**PASSAGE FOR REVIEW**
★ ★ ★
Cheated athletes to receive world gold medal ceremony at European Championships

Cheated athletes to receive world gold medal ceremony at European Championships

AW
Published: 08th June, 2016
Updated: 18th February, 2025
BY Ben Coldwell

Svein Arne Hansen, the European Athletics president, confirmed two gold medals from the 2009 World Championships will be presented at Amsterdam 2016

European athletes cheated out of world titles will be retrospectively presented their medals at an official ceremony at the upcoming European Championships in Amsterdam.

The president of European Athletics, Svein Arne Hansen, confirmed that only gold medallists will be publicly awarded their titles and that so far two athletes from the 2009 World Championships in Berlin would be presented on July 6, the first day of the European Championships.

Russia's Sergey Kirdyapkin and Olga Kaniskina, the 50km and 20km winners from Berlin, were both stripped of their world titles and handed bans for irregularities in their biological passports in January last year, meaning Norway's Trond Nymark and Ireland's Olive Loughnane will be presented with new medals at a medal ceremony wearing full national colours and with their respective national anthems played.

“It’s a very important signal," Hansen told AW. “On the first day, on July 6 we are going to reallocate and present the gold medals. It’s too much to go down to all the medal winners because that would mean a lot of changes for us. But on the first night we will give all the gold medals from Berlin 2009."

With retests of samples from the 2008 and 2012 Olympic Games currently being conducted by the International Olympic Committee there is a large possibility that any athletes caught will face further retrospective punishment and could be stripped of subsequent world and continental medals, but Hansen confirmed so far only Nymark and Loughnane would be presented in Amsterdam.

Athletes in Amsterdam will compete wearing bibs displaying the messages "I Run Clean", "I Jump Clean", "I Throw Clean" or "I Compete Clean", continuing the initiative set at the European Cross Country Championships in December.

"If they aren’t doing that it will be very shameful if they are caught afterwards," Hansen added. "I have no sympathy for the athletes who have been cheating."
★ ★ ★
**EXTRACTED ENTRIES**

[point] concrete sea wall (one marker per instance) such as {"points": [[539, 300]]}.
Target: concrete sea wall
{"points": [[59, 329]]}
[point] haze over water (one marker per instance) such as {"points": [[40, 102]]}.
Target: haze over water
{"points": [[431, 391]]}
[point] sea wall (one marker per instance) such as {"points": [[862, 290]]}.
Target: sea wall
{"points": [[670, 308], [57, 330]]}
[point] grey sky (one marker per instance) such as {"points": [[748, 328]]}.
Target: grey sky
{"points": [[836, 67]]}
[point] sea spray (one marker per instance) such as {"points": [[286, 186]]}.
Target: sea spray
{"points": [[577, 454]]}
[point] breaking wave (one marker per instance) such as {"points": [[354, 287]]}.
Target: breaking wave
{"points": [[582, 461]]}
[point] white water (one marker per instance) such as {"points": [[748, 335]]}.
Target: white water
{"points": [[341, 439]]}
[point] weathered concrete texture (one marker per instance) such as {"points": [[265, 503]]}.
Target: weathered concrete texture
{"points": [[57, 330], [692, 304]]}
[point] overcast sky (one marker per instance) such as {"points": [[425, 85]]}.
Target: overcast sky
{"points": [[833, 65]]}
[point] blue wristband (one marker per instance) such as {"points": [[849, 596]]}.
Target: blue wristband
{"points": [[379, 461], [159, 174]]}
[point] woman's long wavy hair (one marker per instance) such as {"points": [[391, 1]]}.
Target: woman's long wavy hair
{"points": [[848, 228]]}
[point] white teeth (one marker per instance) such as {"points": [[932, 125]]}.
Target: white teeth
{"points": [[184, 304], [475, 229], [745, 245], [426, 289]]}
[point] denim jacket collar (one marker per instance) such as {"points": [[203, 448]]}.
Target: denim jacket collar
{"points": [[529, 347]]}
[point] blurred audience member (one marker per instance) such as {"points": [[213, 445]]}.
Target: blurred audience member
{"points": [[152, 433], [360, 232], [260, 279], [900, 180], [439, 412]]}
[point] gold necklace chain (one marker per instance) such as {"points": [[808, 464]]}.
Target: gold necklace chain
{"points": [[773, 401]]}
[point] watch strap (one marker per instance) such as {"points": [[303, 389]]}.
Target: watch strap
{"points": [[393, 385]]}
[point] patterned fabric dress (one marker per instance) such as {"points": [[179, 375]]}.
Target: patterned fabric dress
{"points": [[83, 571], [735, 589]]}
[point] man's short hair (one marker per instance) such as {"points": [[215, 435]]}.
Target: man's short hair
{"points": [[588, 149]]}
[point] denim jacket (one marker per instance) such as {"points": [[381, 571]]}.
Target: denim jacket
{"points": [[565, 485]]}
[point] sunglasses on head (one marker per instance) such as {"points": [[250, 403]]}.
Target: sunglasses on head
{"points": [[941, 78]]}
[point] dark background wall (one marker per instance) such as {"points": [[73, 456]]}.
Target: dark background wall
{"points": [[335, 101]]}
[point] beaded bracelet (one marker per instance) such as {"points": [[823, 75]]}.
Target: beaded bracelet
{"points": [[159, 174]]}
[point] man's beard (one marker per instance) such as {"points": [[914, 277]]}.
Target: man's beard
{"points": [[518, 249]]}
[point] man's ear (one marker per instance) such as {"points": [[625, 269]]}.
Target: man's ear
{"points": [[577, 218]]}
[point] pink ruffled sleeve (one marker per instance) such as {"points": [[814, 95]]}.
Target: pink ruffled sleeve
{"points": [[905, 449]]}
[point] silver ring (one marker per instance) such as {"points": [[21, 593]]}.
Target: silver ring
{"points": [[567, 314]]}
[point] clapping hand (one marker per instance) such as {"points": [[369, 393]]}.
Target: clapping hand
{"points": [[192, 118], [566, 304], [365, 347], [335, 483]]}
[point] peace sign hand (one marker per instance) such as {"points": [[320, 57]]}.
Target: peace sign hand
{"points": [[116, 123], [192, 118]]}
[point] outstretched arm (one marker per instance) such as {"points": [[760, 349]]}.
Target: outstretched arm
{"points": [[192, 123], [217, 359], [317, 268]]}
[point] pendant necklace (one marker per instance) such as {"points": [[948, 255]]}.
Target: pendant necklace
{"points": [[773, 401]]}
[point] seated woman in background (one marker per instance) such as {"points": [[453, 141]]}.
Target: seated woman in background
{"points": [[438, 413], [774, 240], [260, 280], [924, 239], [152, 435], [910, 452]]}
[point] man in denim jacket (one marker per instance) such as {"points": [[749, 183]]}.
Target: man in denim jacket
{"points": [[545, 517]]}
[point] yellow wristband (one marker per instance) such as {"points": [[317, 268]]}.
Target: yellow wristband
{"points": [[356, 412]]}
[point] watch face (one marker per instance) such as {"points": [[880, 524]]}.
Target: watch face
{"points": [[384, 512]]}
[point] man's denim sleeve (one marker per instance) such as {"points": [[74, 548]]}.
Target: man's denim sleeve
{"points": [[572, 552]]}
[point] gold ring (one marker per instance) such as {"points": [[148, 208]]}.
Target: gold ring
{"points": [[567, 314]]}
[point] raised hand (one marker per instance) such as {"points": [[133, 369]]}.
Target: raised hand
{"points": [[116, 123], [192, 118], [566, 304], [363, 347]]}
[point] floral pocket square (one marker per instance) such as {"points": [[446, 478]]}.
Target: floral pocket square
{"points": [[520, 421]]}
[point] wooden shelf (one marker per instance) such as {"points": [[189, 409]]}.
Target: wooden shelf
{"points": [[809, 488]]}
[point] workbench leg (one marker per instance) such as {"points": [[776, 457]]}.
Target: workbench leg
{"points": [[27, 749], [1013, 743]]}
★ ★ ★
**TASK LIST**
A: In the medal ceremony article, on what date will the two gold medals from Berlin be presented?
B: Echo everything in the medal ceremony article from "With retests of" down to "Championships in December.".
None of the items are needed here.

**EXPECTED OUTPUTS**
A: July 6, the first day of the European Championships.

B:
With retests of samples from the 2008 and 2012 Olympic Games currently being conducted by the International Olympic Committee there is a large possibility that any athletes caught will face further retrospective punishment and could be stripped of subsequent world and continental medals, but Hansen confirmed so far only Nymark and Loughnane would be presented in Amsterdam.

Athletes in Amsterdam will compete wearing bibs displaying the messages "I Run Clean", "I Jump Clean", "I Throw Clean" or "I Compete Clean", continuing the initiative set at the European Cross Country Championships in December.